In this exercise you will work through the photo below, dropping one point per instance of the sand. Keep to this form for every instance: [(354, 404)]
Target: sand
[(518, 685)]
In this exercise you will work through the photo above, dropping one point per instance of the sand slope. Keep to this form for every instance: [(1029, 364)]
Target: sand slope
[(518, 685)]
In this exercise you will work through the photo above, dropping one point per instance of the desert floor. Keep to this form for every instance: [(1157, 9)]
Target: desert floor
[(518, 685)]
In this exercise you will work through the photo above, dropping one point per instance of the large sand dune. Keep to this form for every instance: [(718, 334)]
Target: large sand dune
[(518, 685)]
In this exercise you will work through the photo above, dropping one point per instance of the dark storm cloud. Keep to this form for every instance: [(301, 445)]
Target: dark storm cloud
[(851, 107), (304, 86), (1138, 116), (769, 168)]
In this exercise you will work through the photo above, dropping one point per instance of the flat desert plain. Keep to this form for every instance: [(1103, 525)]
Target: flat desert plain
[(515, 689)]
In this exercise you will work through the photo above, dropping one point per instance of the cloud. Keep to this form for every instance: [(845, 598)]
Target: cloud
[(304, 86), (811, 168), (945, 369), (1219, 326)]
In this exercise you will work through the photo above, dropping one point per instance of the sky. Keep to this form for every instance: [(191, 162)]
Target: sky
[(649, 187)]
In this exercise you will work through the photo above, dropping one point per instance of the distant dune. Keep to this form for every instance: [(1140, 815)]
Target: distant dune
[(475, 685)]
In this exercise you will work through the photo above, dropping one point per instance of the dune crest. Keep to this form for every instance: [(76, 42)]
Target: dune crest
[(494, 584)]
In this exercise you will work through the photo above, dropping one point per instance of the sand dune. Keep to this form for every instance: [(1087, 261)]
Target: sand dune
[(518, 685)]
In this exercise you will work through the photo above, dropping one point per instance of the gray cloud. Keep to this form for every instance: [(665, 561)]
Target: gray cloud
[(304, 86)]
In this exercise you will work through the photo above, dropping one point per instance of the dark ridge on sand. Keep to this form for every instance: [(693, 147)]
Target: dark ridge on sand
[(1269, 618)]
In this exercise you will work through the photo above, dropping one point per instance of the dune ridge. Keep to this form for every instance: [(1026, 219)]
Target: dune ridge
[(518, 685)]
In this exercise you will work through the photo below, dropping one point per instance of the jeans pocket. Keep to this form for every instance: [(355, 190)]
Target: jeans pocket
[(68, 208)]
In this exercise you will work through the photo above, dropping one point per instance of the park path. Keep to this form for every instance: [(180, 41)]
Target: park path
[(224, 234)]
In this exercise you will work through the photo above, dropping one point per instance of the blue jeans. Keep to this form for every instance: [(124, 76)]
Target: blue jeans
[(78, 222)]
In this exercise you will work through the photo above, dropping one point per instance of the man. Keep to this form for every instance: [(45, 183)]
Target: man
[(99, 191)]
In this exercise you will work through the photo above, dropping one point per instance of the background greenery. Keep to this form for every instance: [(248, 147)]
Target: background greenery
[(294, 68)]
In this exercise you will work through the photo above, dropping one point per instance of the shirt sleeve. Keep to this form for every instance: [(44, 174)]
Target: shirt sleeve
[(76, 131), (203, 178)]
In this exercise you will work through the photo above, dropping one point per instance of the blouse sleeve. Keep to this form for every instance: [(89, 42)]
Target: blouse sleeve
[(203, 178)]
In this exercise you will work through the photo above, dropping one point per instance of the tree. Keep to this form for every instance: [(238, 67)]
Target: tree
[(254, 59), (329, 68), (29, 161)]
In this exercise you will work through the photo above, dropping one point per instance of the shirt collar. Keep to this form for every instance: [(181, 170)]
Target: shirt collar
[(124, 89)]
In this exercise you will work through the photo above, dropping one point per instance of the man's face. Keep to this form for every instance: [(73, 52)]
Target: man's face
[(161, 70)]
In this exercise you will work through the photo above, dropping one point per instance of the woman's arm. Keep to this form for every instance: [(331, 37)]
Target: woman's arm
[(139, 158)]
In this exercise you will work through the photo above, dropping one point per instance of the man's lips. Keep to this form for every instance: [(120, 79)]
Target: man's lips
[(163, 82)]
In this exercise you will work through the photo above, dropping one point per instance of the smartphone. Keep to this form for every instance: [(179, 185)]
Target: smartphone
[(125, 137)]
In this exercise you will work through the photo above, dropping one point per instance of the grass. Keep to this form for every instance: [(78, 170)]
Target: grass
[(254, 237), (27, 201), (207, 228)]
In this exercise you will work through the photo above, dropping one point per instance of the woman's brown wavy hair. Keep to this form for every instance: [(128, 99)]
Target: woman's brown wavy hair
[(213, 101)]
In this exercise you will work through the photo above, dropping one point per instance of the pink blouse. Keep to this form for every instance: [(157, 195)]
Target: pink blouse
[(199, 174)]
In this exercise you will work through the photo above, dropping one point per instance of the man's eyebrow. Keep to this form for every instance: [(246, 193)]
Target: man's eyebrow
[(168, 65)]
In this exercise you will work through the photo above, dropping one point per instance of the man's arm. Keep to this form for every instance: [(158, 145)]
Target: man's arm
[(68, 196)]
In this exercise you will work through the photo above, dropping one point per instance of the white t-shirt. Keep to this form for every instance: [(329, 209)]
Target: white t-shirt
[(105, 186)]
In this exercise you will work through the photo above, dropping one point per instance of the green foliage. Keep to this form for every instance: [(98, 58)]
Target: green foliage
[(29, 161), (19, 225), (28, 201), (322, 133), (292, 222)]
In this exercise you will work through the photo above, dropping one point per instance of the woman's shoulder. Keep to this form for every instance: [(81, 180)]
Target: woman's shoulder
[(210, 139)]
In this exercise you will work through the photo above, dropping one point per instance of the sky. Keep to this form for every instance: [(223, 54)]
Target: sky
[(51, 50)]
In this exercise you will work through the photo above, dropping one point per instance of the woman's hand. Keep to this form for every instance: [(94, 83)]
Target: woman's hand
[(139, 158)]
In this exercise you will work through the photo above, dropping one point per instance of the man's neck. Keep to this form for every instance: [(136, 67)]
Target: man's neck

....

Output the line containing "instance: [(81, 180)]" and all lines after it to the end of the records, exactly as given.

■ **Expected output**
In this exercise you will work through the photo above, dropping one point per instance of the woman's shoulder. Keep to this form for every instance: [(81, 180)]
Target: woman's shoulder
[(210, 139)]
In this exercise you will work through the photo above, dropping one point per instance of the sky. Keep to this form for every instance: [(223, 54)]
Target: sky
[(51, 50)]
In this exercise you will work through the photo above, dropping one point per instance of the woman's hand. Keep to this form for every instance: [(94, 83)]
Target: woman's hand
[(139, 158)]
In this exercise you will work through the photo above, dropping one point per instance of the man's neck. Keep to this form for every instance: [(136, 67)]
Target: man's neck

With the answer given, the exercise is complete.